## DIRECTIVE
Could you shift every coordinate in the answers by -143 and write the rows out again, requests included, starting with the row that contains "Return one point for each instance of the black sneaker." and going on through the last of the rows, both ends included?

----- INFORMATION PROVIDED -----

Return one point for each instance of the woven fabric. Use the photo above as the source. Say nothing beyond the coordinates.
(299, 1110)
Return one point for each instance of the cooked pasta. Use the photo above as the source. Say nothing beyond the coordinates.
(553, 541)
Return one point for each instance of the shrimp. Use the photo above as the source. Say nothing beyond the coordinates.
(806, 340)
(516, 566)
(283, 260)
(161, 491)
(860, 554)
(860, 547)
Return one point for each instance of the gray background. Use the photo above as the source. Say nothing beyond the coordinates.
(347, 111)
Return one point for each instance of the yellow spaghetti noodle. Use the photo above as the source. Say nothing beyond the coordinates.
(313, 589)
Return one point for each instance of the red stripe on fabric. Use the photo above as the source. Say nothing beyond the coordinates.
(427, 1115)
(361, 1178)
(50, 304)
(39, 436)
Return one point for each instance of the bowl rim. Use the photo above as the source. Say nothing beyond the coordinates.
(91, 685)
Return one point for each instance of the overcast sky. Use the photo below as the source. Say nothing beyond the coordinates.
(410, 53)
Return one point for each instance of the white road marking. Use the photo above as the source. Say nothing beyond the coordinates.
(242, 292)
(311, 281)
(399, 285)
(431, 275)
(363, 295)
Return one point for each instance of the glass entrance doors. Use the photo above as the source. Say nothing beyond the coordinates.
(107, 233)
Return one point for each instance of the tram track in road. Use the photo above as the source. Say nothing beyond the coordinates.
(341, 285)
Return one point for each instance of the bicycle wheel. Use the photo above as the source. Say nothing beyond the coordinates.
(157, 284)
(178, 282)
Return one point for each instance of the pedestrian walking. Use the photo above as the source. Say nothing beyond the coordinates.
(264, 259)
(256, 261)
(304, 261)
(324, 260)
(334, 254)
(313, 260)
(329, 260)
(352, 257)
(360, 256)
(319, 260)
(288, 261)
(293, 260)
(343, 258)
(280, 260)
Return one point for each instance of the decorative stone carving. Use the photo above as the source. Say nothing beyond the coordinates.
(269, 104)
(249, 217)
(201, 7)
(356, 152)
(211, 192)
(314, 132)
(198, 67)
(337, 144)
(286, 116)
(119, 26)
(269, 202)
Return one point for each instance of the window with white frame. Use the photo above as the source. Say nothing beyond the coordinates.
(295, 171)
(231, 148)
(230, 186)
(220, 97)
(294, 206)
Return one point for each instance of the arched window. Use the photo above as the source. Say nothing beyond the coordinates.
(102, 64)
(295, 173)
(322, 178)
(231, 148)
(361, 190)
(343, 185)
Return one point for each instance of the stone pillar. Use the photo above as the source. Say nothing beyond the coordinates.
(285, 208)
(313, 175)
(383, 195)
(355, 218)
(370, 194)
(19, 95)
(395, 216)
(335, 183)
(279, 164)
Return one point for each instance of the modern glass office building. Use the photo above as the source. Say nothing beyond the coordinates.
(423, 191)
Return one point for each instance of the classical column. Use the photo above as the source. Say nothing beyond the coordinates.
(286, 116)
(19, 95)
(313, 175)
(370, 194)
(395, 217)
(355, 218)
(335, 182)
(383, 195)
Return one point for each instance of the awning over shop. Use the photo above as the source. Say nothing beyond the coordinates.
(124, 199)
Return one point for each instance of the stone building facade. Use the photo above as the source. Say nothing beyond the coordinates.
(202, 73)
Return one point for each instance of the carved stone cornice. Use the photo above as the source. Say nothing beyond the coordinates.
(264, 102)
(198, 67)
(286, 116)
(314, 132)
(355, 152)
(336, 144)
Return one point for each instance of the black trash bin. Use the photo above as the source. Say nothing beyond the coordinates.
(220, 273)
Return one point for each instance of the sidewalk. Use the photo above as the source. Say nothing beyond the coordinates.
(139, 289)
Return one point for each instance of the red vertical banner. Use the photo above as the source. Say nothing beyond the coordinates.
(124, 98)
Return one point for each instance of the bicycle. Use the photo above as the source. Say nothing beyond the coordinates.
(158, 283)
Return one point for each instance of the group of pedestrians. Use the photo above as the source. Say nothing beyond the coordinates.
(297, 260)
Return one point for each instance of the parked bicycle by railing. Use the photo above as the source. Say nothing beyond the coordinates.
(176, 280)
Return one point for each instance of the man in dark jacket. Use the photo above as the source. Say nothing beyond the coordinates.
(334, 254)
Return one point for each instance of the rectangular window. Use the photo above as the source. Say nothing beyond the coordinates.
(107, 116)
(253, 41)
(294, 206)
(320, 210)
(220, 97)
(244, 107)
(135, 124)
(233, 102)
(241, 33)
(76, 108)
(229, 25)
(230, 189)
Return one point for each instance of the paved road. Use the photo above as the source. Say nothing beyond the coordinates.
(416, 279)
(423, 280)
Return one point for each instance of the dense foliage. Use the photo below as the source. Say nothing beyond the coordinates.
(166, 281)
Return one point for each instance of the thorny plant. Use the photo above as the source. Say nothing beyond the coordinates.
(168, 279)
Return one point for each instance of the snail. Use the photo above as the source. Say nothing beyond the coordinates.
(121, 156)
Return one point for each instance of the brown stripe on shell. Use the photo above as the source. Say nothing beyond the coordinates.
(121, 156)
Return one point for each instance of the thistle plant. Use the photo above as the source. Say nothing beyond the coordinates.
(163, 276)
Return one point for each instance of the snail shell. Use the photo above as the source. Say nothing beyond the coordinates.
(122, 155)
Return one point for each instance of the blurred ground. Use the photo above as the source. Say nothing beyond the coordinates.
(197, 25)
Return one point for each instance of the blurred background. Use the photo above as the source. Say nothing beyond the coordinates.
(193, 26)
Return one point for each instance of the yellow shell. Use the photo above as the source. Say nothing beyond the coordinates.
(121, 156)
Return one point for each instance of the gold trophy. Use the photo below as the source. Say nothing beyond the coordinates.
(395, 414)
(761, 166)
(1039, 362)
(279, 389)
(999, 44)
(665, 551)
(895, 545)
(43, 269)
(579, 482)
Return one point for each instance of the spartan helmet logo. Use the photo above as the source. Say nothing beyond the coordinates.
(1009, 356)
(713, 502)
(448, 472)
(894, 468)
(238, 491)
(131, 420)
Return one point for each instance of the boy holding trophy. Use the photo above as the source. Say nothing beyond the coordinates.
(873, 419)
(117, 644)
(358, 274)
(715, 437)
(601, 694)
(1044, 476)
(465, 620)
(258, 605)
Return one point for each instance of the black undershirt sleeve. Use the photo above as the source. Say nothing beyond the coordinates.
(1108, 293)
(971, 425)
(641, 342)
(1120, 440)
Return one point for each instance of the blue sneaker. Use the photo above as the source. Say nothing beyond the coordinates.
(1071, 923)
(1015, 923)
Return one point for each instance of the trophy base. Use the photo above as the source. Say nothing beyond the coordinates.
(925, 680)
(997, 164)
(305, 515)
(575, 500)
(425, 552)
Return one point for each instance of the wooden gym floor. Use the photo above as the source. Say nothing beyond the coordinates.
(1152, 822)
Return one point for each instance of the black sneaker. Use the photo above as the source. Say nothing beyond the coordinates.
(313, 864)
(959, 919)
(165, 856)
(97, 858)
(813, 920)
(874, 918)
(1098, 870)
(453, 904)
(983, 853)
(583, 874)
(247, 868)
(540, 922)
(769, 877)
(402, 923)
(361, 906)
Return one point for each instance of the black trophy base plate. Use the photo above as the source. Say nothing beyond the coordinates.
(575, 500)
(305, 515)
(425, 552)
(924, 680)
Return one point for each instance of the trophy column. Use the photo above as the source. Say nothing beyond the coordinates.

-----

## EXERCISE SOLUTION
Return one point for each instance of the black sneaker. Use the photo above as the source. Say nothing beyond the coordinates.
(170, 721)
(816, 776)
(22, 713)
(-46, 715)
(670, 777)
(731, 775)
(955, 727)
(310, 761)
(840, 710)
(440, 731)
(104, 725)
(397, 779)
(626, 734)
(259, 780)
(218, 763)
Return one point for each instance of the black trophy base plate. Use the photo above as the source. Say nothing beyond the coordinates.
(432, 357)
(162, 372)
(282, 409)
(781, 537)
Return one point for each instance of the trophy column. Use the photo above as the source. Say nothing beyond the coordinates.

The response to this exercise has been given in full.